Passage to read:
Directors buying their own company’s shares is often a bullish indicator for other investors to follow suit, since management should have a good idea how their company is travelling.

But for PetBarn owner Greencross (ASX:GXL), even with directors buying its shares recently, winning investor support so soon after its recent travails may prove a hard ask.

The group operates a chain of veterinarian outlets across Australia and New Zealand, along with the PetBarn retail stores.

An approach from private equity bidders offering $6.75 in cash was rejected in early 2016 as it “fundamentally undervalued” the company, directors said at the time.

Since then, Greencross has fallen on hard times and despite occasional rumours that bidders could return, the share price is holding at around $4.45, well below the level bidders offered a few years back.

A profit warning in May saw Greencross shares dumped, falling quickly to below $4 from $5.50, before they found support.

That profit warning followed the appointment of a new chief executive, Simon Hickey, earlier in the year. He has outlined a series of write-downs along with a targeted attack on the company’s bloated cost base as he moves to get operations back onto an even keel.

Greencross shares (ASX:GXL) over the past year.

But is it too soon to buy? Citi thinks so, warning clients that Greencross’s underlying business may remain under pressure.

Data supplied:
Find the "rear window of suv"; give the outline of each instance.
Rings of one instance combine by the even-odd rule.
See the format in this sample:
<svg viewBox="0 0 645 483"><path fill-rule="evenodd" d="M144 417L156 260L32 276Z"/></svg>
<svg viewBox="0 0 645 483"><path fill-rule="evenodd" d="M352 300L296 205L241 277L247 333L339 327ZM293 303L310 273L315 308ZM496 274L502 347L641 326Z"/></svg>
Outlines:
...
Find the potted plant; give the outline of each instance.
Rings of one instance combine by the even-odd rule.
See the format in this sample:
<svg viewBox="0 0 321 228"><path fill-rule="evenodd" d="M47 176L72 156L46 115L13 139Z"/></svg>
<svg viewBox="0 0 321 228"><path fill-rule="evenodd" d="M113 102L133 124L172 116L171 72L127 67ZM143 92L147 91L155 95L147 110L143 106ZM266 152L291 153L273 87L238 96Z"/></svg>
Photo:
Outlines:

What to work on:
a) Please answer these from the Greencross article:
(i) How much cash did private equity bidders offer per share in early 2016?
(ii) Who was appointed chief executive earlier in the year?
(iii) Which firm warned clients that Greencross's underlying business may remain under pressure?
b) Could you rewrite the paragraph beginning "That profit warning followed" in the Greencross article more briefly while keeping its main facts?
c) Could you extend the Greencross article past its last sentence?

Answers provided:
a)
(i) $6.75 in cash
(ii) Simon Hickey
(iii) Citi

b) The profit warning came after Simon Hickey became chief executive earlier in the year. He has outlined write-downs and a targeted attack on the company's bloated cost base to get operations back onto an even keel.

c)
“While we do not rule out another [private equity] bid, especially given the share price weakness, we believe underlying conditions have become more challenging, since the last bid, given i) online competition has increased, ii) competition in acquiring standalone vet clinics has increased; and iii) potential need to harmonise Petbarn’s instore and online prices,” its analysts told clients in a research note.

In particular, it reckons issues such a high level of borrowings, the nascent threat that Amazon could enter the pet products sector and the lack of clarity surrounding the implementation of some of the flagged cost reductions could slow any turnaround.

As well, Greencross’s vet business may be losing market share.

Late last week, National Veterinary Care said it is enjoying growth of around 3 per cent at its clinics, whereas Greencross has disclosed declines of around 3 per cent.

“This suggests that Greencross’ issues could be company specific and that it may be losing share,” Citi noted. “While Greencross has implemented measures such as enhanced retail cross referral programs and increased focus on wellness program membership to increase clinic visits, we do not expect the impact of these measures to come through until 1H19.”

As a result, Citi argues it is too soon to consider buying Greencross shares. It has a 12-month price target of $4.70 on the shares.